TASK DESCRIPTION: Your task is to retype each line of the data below exactly.

Dataset rows:
┌──
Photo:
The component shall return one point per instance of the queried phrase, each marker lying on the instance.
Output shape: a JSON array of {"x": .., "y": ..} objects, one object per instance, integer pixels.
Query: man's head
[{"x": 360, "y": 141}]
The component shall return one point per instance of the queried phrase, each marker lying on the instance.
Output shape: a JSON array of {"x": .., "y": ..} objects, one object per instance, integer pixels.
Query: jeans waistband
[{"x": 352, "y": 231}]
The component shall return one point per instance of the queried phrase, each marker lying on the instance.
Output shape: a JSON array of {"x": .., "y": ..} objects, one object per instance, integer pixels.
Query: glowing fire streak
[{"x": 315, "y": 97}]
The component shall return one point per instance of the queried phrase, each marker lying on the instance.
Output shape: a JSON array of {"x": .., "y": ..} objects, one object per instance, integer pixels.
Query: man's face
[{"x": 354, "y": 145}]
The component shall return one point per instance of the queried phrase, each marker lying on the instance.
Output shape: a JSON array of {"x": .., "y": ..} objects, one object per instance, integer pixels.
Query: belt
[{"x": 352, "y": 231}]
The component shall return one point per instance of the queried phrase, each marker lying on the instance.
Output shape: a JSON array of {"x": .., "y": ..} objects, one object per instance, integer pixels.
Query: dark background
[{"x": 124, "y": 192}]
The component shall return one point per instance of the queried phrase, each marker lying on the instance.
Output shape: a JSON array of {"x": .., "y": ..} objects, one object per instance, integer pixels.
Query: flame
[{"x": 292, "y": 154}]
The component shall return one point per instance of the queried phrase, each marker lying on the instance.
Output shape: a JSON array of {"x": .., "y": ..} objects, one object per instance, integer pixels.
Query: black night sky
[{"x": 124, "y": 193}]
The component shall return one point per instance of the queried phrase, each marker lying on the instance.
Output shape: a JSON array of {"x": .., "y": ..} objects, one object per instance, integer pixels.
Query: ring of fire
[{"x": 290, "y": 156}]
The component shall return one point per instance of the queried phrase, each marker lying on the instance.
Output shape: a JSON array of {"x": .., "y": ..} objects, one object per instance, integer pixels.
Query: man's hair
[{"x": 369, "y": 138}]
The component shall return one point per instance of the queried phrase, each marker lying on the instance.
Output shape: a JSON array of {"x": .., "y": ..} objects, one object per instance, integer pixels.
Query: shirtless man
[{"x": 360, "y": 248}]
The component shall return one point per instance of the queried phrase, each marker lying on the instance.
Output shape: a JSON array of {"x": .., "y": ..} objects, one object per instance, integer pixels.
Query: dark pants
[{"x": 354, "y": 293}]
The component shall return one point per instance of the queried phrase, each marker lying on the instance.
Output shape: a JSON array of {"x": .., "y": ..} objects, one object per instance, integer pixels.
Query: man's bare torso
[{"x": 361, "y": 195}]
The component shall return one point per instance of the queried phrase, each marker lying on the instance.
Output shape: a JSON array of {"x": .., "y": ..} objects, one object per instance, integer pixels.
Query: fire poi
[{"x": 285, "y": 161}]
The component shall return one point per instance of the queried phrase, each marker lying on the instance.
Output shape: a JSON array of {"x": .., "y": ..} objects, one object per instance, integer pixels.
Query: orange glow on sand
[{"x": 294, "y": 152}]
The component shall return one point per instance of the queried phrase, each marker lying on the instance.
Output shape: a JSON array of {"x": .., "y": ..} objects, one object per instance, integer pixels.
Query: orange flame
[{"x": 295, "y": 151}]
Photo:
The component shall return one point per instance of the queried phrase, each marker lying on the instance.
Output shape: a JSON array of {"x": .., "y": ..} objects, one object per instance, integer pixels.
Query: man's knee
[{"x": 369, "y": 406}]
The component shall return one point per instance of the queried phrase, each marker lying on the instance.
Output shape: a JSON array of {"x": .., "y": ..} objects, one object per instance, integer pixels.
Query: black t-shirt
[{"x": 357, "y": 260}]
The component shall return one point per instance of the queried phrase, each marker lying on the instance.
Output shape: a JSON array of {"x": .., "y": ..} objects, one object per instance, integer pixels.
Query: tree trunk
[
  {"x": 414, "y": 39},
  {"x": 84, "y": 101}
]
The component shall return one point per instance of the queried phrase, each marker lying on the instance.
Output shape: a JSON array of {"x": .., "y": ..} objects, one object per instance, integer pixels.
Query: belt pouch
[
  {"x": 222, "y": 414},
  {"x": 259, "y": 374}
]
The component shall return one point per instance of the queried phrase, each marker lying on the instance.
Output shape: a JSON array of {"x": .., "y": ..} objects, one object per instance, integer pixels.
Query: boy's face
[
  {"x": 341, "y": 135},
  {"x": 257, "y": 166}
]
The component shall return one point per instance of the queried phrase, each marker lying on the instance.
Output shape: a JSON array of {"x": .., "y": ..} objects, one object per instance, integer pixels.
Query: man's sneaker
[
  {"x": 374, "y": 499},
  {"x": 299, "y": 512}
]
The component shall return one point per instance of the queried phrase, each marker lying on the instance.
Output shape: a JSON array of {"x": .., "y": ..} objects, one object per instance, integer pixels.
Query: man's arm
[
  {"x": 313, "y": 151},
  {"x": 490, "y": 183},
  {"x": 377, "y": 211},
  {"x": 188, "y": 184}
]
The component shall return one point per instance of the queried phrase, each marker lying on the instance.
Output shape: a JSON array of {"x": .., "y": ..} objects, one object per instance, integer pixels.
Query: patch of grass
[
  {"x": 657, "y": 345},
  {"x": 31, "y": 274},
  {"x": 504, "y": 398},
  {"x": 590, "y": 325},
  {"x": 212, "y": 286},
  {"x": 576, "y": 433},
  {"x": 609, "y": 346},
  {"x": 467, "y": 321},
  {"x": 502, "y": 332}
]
└──
CORRECT OUTPUT:
Photo:
The component shall return one point per instance of the queried phrase, each marker lying on the instance.
Output shape: a JSON array of {"x": .., "y": ..} objects, one object per instance, integer pixels.
Query: man's head
[{"x": 360, "y": 141}]
The component shall return one point per instance of the queried phrase, each marker lying on the instance.
Output shape: a JSON array of {"x": .., "y": ..} objects, one object per instance, integer pixels.
Query: jeans waistband
[{"x": 352, "y": 231}]
The component shall return one point per instance of the queried phrase, each marker lying on the instance.
Output shape: a JSON array of {"x": .., "y": ..} objects, one object per instance, integer pixels.
Query: glowing fire streak
[{"x": 315, "y": 97}]
The component shall return one point per instance of the queried phrase, each marker lying on the instance.
Output shape: a JSON array of {"x": .., "y": ..} objects, one object per instance, integer pixels.
Query: man's face
[{"x": 354, "y": 145}]
The component shall return one point per instance of the queried phrase, each marker lying on the instance.
Output shape: a JSON array of {"x": .., "y": ..} objects, one object per instance, integer pixels.
Query: belt
[{"x": 352, "y": 231}]
The component shall return one point per instance of the queried phrase, each marker lying on the instance.
Output shape: a JSON array of {"x": .., "y": ..} objects, one object per instance, integer pixels.
Query: dark background
[{"x": 124, "y": 192}]
The component shall return one point per instance of the queried phrase, each marker lying on the instance.
Output shape: a JSON array of {"x": .., "y": ..} objects, one object per instance, integer pixels.
Query: flame
[{"x": 292, "y": 154}]
The component shall return one point per instance of the queried phrase, each marker lying on the instance.
Output shape: a JSON array of {"x": .., "y": ..} objects, one object per instance, integer pixels.
Query: black night sky
[{"x": 124, "y": 193}]
The component shall return one point per instance of the queried phrase, each marker lying on the instance.
Output shape: a JSON array of {"x": .., "y": ..} objects, one object per instance, integer pixels.
Query: ring of fire
[{"x": 290, "y": 156}]
The component shall return one point per instance of the queried phrase, each marker lying on the instance.
Output shape: a JSON array of {"x": .., "y": ..} objects, one object per instance, integer pixels.
Query: man's hair
[{"x": 369, "y": 138}]
The component shall return one point per instance of the queried phrase, each marker lying on the instance.
Output shape: a JSON array of {"x": .., "y": ..} objects, one object per instance, integer pixels.
Query: shirtless man
[{"x": 360, "y": 248}]
The component shall return one point per instance of the queried phrase, each marker lying on the instance.
Output shape: a JSON array of {"x": .., "y": ..} objects, one object per instance, integer pixels.
Query: dark pants
[{"x": 354, "y": 293}]
The component shall return one point per instance of the queried phrase, each marker lying on the instance.
Output shape: a JSON array of {"x": .., "y": ..} objects, one object per instance, integer pixels.
Query: man's bare torso
[{"x": 361, "y": 195}]
The component shall return one point per instance of the queried phrase, each marker lying on the instance.
Output shape: a JSON array of {"x": .., "y": ..} objects, one object per instance, integer pixels.
Query: fire poi
[{"x": 285, "y": 161}]
The component shall return one point per instance of the queried phrase, each marker lying on the instance.
Output shape: a JSON array of {"x": .., "y": ..} objects, one object per instance, integer pixels.
Query: orange glow on sand
[{"x": 294, "y": 152}]
The component shall return one point per instance of the queried phrase, each marker lying on the instance.
Output shape: a JSON array of {"x": .., "y": ..} objects, one object per instance, integer pixels.
Query: orange flame
[{"x": 295, "y": 151}]
Photo:
The component shall return one point per instance of the queried phrase, each marker lying on the instance.
Output shape: a JSON array of {"x": .., "y": ..} objects, one object per instance, integer pixels.
Query: man's knee
[{"x": 369, "y": 406}]
The component shall return one point per instance of the queried phrase, each marker lying on the instance.
Output shape: a JSON array of {"x": .., "y": ..} objects, one object per instance, integer pixels.
Query: black t-shirt
[{"x": 357, "y": 260}]
The component shall return one point per instance of the queried phrase, each marker lying on the instance.
Output shape: a JSON array of {"x": .., "y": ..} objects, one object per instance, integer pixels.
Query: tree trunk
[
  {"x": 414, "y": 39},
  {"x": 84, "y": 101}
]
The component shall return one point per instance of the queried phrase, each marker lying on the instance.
Output shape: a JSON array of {"x": .., "y": ..} objects, one object per instance, integer pixels.
Query: belt pouch
[
  {"x": 222, "y": 414},
  {"x": 259, "y": 374}
]
The component shall return one point per instance of the queried phrase, each marker lying on the instance.
Output shape: a JSON array of {"x": .., "y": ..} objects, one object per instance, integer pixels.
Query: boy's face
[
  {"x": 341, "y": 135},
  {"x": 257, "y": 166}
]
The component shall return one point per instance of the queried phrase, each marker lying on the instance.
Output shape: a JSON array of {"x": .., "y": ..} objects, one object per instance, integer pixels.
Query: man's sneaker
[
  {"x": 374, "y": 499},
  {"x": 299, "y": 512}
]
The component shall return one point per instance of the queried phrase, each marker lying on the instance.
Output shape: a JSON array of {"x": .., "y": ..} objects, one object per instance, integer pixels.
Query: man's arm
[
  {"x": 313, "y": 151},
  {"x": 490, "y": 183},
  {"x": 377, "y": 211},
  {"x": 188, "y": 184}
]
The component shall return one point per instance of the queried phrase, each marker lying on the instance.
Output shape: a JSON array of {"x": .., "y": ..} objects, one object per instance, integer pixels.
Query: patch of grass
[
  {"x": 657, "y": 345},
  {"x": 31, "y": 274},
  {"x": 504, "y": 398},
  {"x": 590, "y": 325},
  {"x": 212, "y": 286},
  {"x": 576, "y": 433},
  {"x": 609, "y": 346},
  {"x": 467, "y": 321},
  {"x": 502, "y": 332}
]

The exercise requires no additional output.